INPUT DATA ->
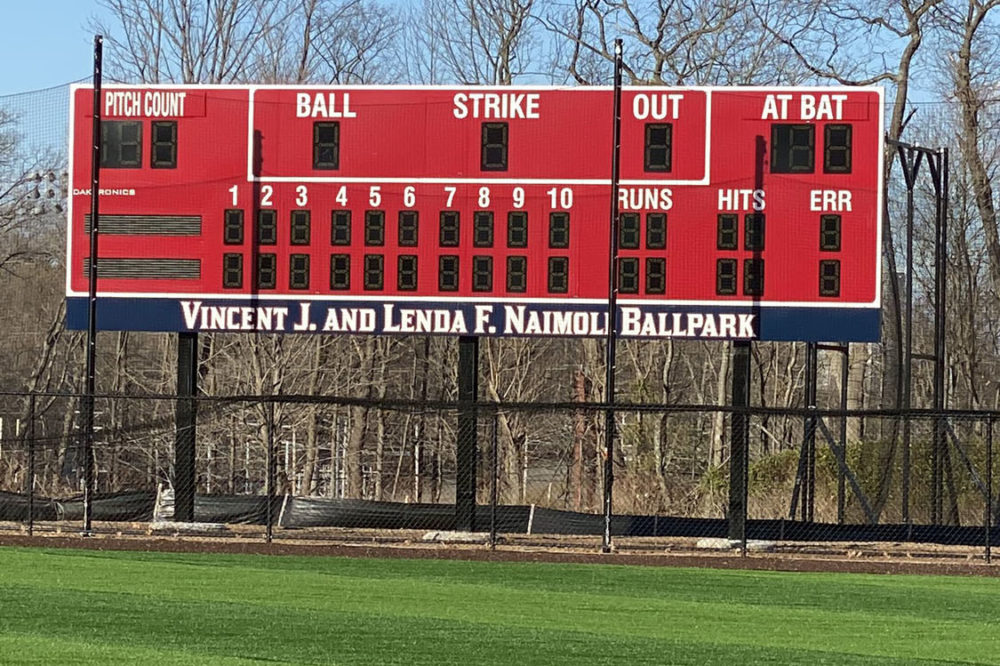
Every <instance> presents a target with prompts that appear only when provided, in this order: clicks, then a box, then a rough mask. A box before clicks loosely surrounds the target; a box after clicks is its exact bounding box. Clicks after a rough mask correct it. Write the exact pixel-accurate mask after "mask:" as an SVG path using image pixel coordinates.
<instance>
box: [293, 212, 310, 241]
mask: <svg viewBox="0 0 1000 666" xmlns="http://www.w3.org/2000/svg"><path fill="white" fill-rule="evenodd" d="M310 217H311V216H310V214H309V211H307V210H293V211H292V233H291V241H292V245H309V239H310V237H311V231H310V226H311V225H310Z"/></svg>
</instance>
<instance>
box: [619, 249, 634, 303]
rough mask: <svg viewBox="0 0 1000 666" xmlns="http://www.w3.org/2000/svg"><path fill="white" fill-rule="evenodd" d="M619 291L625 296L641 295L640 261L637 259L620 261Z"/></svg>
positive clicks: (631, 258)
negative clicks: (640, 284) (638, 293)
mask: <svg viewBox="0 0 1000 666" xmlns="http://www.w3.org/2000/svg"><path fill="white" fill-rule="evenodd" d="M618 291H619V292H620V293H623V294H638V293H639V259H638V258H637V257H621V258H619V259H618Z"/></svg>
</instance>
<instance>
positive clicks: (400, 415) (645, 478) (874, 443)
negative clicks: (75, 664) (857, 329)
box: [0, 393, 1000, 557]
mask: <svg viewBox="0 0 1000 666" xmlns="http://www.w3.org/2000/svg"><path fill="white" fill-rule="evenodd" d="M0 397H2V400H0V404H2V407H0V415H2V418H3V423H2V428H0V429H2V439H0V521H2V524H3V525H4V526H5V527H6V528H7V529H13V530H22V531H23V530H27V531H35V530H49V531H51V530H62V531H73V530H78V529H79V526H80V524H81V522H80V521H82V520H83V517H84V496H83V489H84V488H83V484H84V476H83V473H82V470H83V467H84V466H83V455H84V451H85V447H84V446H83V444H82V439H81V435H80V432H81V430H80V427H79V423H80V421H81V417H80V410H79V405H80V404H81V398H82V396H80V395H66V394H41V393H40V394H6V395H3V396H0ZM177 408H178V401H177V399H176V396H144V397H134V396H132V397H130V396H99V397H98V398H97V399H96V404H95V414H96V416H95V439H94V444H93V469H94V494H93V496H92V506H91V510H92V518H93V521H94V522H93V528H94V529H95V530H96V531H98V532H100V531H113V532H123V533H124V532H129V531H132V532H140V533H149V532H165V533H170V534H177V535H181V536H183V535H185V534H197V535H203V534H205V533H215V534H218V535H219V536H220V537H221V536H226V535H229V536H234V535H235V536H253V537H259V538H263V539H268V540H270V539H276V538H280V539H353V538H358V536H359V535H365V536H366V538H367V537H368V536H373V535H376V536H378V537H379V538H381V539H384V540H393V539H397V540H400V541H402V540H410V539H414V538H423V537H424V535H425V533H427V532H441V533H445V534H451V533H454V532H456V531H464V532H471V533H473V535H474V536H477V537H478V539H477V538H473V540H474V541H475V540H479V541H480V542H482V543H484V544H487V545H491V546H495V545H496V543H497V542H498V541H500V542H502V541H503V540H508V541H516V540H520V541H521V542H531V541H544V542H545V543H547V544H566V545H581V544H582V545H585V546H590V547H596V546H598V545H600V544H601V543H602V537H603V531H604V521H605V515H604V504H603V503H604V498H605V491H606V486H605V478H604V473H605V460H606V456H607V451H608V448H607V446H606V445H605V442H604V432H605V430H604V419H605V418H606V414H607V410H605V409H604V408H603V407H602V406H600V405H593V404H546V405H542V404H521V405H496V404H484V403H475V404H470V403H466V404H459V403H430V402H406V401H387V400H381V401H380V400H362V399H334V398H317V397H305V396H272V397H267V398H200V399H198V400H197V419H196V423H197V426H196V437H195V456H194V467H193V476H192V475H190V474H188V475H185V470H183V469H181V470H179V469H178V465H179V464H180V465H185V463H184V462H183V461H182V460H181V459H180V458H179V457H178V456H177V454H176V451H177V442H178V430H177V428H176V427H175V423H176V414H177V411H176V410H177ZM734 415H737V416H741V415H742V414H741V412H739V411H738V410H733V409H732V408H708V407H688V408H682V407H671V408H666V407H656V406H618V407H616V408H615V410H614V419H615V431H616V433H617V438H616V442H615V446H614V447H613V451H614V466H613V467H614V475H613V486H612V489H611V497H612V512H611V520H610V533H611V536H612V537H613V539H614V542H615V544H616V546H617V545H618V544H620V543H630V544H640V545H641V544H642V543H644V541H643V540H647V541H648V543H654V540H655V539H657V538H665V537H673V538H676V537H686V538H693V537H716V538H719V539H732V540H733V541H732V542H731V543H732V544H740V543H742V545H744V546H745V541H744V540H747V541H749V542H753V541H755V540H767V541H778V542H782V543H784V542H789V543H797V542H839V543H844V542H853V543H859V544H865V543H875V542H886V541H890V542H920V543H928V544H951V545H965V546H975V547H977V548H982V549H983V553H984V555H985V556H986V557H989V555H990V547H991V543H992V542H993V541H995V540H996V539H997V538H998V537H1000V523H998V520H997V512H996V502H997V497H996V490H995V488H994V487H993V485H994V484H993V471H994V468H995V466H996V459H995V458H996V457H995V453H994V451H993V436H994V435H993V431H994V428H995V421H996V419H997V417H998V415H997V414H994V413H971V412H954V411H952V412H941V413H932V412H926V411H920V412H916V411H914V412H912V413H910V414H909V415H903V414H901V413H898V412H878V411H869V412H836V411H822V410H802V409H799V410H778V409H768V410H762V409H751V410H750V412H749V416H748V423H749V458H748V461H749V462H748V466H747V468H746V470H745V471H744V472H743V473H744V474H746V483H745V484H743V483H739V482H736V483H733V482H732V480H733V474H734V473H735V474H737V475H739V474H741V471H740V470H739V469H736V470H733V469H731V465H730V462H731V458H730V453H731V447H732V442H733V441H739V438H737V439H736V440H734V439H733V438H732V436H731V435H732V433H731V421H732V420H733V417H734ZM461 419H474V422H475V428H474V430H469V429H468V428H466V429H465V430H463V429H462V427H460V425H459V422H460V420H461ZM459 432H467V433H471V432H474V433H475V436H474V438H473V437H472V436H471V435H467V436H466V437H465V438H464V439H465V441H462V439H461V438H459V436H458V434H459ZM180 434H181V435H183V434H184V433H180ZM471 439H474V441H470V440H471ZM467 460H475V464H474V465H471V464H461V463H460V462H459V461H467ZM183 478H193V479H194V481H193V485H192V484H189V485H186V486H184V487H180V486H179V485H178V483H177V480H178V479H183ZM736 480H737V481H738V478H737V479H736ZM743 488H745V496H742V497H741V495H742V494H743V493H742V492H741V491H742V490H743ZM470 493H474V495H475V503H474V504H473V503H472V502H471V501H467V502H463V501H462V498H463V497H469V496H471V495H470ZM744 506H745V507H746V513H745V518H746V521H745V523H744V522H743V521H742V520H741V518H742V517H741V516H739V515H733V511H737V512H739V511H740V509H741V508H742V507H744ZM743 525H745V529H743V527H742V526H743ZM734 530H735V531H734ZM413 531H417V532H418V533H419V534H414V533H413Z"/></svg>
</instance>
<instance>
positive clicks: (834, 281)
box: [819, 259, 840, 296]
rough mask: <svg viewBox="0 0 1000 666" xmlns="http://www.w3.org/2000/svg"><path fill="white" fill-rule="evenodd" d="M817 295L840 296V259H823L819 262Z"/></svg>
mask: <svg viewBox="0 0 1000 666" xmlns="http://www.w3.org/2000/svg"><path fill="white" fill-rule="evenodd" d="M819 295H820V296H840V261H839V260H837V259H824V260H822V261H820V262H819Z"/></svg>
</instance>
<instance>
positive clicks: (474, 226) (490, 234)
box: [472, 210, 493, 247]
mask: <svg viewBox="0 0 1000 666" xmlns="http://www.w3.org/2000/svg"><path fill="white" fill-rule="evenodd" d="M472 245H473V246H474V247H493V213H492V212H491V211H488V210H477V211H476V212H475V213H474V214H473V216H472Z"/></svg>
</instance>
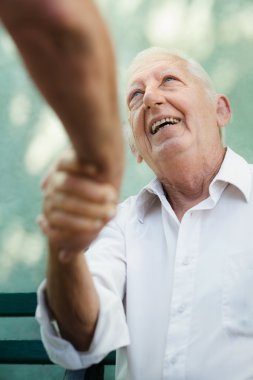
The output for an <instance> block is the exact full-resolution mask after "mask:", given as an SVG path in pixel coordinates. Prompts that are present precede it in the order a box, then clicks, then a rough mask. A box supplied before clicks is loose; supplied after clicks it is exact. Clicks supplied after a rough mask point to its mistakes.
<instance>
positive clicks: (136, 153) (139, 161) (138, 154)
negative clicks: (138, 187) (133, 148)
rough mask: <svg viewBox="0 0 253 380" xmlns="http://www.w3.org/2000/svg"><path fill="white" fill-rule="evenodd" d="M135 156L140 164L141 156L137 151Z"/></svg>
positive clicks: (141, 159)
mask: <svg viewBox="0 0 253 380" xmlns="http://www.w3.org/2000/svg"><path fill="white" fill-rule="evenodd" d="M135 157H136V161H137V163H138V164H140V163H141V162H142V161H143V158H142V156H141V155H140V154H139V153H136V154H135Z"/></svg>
--
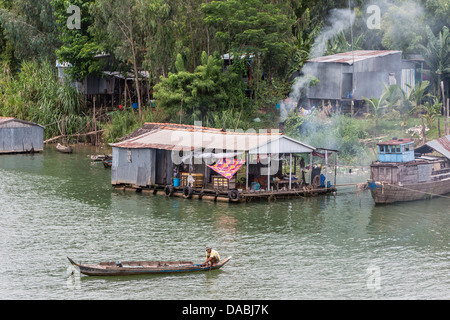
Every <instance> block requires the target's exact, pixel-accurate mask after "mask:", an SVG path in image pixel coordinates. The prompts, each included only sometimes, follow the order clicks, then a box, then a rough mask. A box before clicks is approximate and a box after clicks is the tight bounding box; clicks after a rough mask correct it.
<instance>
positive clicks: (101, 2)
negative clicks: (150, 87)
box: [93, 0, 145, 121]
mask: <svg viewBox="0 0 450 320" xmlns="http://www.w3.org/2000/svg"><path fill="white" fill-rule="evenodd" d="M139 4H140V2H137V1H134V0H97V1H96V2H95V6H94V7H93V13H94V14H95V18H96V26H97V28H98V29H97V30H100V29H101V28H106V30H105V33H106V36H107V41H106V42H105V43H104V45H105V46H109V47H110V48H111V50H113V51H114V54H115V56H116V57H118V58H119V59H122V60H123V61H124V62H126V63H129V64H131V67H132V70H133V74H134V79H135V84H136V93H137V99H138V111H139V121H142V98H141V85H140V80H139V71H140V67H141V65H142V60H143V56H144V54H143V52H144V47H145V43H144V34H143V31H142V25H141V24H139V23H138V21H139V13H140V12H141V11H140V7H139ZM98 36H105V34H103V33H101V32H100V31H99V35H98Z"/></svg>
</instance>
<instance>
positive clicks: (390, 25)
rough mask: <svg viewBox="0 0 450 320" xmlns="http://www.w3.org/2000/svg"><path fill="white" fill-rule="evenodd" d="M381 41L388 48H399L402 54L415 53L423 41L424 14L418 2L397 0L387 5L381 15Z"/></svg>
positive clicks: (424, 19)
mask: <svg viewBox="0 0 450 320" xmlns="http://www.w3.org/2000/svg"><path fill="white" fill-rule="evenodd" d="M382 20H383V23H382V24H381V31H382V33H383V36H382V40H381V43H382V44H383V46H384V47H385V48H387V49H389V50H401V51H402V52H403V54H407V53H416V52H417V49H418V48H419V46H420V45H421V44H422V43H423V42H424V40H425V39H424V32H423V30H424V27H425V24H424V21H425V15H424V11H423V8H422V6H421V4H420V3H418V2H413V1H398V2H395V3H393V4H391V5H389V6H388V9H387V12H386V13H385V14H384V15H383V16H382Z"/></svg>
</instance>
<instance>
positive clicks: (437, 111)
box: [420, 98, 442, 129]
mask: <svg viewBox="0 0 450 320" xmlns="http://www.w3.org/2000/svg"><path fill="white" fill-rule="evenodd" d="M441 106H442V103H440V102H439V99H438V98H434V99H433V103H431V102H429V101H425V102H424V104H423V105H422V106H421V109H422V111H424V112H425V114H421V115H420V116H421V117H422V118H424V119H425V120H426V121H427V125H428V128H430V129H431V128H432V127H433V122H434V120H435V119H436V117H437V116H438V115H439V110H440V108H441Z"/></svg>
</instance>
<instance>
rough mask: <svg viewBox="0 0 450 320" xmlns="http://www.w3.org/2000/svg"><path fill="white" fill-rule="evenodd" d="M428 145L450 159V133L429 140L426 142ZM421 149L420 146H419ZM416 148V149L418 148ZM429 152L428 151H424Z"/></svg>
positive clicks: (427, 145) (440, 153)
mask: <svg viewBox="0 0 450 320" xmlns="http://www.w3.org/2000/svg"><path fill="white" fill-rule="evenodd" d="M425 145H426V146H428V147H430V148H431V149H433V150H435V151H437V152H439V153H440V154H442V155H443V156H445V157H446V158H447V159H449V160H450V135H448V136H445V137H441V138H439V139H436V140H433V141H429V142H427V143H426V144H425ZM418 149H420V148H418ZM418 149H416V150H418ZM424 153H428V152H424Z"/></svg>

YOUR INSTRUCTIONS ->
Reproduce verbatim the lines running from the line with "Every <instance> block" to the line with "box: [93, 0, 145, 121]", including both of those lines.

TASK RESULT ->
Every <instance> block requires the target's exact, pixel-accurate mask after "mask:", an SVG path in image pixel coordinates. The prompts, each included only sometimes, follow the order clicks, then a box, then a rough mask. A box before clicks is approximate and a box after clicks is the tight bounding box; clicks after a rough mask correct it.
<instance>
positive clicks: (101, 2)
negative clicks: (150, 87)
box: [93, 0, 145, 121]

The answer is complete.